* Tâche demandée *
Extrayez intégralement, s'il vous plaît, le texte ci-dessous sur les pièges anatomiques cervicofaciaux, mot pour mot et sans la moindre modification.

3 Pièges anatomiques cervicofaciaux
Introduction
La connaissance de l’anatomie est un préalable indispensable à la pratique de tout acte chirurgical. Elle permet d’aborder sereinement les interventions et d’éviter de léser des structures nobles vasculaires, nerveuses ou canalaires sources de complications précoces ou de séquelles définitives. Une effraction vasculaire provoque certes un saignement gênant peropératoire mais peut générer un hématome postopératoire compromettant le résultat de l’intervention. La lésion d’un rameau nerveux moteur entraîne une paralysie motrice d’un territoire facial et la lésion d’un rameau sensitif induit temporairement une hypoesthésie du territoire innervé. L’identification des différentes structures anatomiques de la superficie vers la profondeur est nécessaire pour réaliser une exérèse tumorale carcinologique. Le but de ce chapitre est de décrire de façon précise et détaillée l’anatomie des plans superficiels de la région cervicofaciale et de sensibiliser le lecteur aux principaux pièges anatomiques rencontrés en pratique courante. Dans un but didactique, nous avons pris le parti d’expliquer ces différentes embûches de façon topographique en nous intéressant à des zones anatomiques de la face bien déterminées (Figure 3.1).
Pièges anatomiques de la face
La vascularisation artérielle cervicofaciale vient de l’artère carotide externe. Une des branches collatérales de cette artère est l’artère faciale. La branche terminale superficielle de la carotide externe est l’artère temporale superficielle (Figure 3.2). La vascularisation veineuse est assurée par le système jugulaire externe et l’innervation motrice par les branches du nerf facial (Figure 3.3).
Front et région frontotemporale
Artère temporale superficielle
Il s’agit d’une des deux branches terminales de la carotide externe. Elle émerge du bord supérieur de la glande parotide. Dans la région temporale, elle devient superficielle au niveau de la ligne d’Eusthatanios, ligne virtuelle qui relie la partie moyenne du rebord orbitaire supérieur au bord supérieur du conduit auditif externe (cf. Figure 3.2) [1].

* Extraits des items *
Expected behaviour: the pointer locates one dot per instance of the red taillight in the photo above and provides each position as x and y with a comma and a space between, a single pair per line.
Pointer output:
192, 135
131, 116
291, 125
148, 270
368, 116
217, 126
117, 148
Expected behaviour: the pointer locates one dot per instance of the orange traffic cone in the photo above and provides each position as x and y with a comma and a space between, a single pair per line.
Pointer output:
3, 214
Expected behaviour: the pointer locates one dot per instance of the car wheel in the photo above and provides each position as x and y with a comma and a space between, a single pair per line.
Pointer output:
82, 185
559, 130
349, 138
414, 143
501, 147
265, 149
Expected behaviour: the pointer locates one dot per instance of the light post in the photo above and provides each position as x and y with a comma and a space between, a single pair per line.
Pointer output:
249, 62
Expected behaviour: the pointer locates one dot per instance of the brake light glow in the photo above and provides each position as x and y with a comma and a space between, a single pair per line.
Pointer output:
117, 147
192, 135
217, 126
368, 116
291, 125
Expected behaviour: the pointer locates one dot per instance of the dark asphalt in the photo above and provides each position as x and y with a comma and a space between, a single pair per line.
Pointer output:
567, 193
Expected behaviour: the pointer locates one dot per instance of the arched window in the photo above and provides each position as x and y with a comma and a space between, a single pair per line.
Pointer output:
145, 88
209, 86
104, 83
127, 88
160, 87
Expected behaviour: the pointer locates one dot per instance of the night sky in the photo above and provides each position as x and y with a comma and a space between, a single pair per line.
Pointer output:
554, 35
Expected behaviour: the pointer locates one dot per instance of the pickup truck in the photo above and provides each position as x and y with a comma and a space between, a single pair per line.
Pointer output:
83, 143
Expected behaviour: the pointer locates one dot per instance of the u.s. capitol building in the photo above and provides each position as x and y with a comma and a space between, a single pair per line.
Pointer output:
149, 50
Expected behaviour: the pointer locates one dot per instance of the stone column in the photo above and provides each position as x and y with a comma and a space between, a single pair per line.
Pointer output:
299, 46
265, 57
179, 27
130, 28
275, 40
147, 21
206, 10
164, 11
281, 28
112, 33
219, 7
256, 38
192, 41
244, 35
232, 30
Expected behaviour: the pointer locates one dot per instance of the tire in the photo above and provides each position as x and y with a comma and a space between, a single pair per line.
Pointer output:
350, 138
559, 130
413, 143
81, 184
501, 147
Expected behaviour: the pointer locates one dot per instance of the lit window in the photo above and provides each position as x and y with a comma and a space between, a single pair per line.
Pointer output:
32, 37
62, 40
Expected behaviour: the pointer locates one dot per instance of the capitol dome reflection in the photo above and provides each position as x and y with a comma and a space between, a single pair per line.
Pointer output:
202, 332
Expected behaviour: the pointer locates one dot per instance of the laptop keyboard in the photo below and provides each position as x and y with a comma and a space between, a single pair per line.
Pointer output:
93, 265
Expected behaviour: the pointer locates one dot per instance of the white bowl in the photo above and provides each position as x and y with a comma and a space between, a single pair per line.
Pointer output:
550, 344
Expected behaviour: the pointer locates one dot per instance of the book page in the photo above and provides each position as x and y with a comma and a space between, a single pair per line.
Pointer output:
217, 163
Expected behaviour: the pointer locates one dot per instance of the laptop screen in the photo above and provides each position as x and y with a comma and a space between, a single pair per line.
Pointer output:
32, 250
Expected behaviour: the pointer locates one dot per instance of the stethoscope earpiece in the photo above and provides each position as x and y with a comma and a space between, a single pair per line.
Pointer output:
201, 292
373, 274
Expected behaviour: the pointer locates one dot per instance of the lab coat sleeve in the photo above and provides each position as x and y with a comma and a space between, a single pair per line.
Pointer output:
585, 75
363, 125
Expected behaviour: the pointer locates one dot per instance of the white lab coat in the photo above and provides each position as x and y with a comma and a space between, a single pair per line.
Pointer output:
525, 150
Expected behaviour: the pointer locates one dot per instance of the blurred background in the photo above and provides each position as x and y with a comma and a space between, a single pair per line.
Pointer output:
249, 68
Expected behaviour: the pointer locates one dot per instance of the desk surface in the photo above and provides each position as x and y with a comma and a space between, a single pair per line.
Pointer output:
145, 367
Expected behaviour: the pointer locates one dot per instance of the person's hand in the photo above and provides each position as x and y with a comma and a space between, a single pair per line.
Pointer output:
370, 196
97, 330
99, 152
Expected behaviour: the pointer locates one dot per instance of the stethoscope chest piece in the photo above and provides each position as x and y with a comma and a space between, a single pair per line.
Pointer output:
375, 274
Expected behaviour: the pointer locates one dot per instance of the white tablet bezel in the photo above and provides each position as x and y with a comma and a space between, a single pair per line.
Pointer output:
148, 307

* Résultat obtenu *
3 Pièges anatomiques cervicofaciaux
Introduction
La connaissance de l’anatomie est un préalable indispensable à la pratique de tout acte chirurgical. Elle permet d’aborder sereinement les interventions et d’éviter de léser des structures nobles vasculaires, nerveuses ou canalaires sources de complications précoces ou de séquelles définitives. Une effraction vasculaire provoque certes un saignement gênant peropératoire mais peut générer un hématome postopératoire compromettant le résultat de l’intervention. La lésion d’un rameau nerveux moteur entraîne une paralysie motrice d’un territoire facial et la lésion d’un rameau sensitif induit temporairement une hypoesthésie du territoire innervé. L’identification des différentes structures anatomiques de la superficie vers la profondeur est nécessaire pour réaliser une exérèse tumorale carcinologique. Le but de ce chapitre est de décrire de façon précise et détaillée l’anatomie des plans superficiels de la région cervicofaciale et de sensibiliser le lecteur aux principaux pièges anatomiques rencontrés en pratique courante. Dans un but didactique, nous avons pris le parti d’expliquer ces différentes embûches de façon topographique en nous intéressant à des zones anatomiques de la face bien déterminées (Figure 3.1).
Pièges anatomiques de la face
La vascularisation artérielle cervicofaciale vient de l’artère carotide externe. Une des branches collatérales de cette artère est l’artère faciale. La branche terminale superficielle de la carotide externe est l’artère temporale superficielle (Figure 3.2). La vascularisation veineuse est assurée par le système jugulaire externe et l’innervation motrice par les branches du nerf facial (Figure 3.3).
Front et région frontotemporale
Artère temporale superficielle
Il s’agit d’une des deux branches terminales de la carotide externe. Elle émerge du bord supérieur de la glande parotide. Dans la région temporale, elle devient superficielle au niveau de la ligne d’Eusthatanios, ligne virtuelle qui relie la partie moyenne du rebord orbitaire supérieur au bord supérieur du conduit auditif externe (cf. Figure 3.2) [1].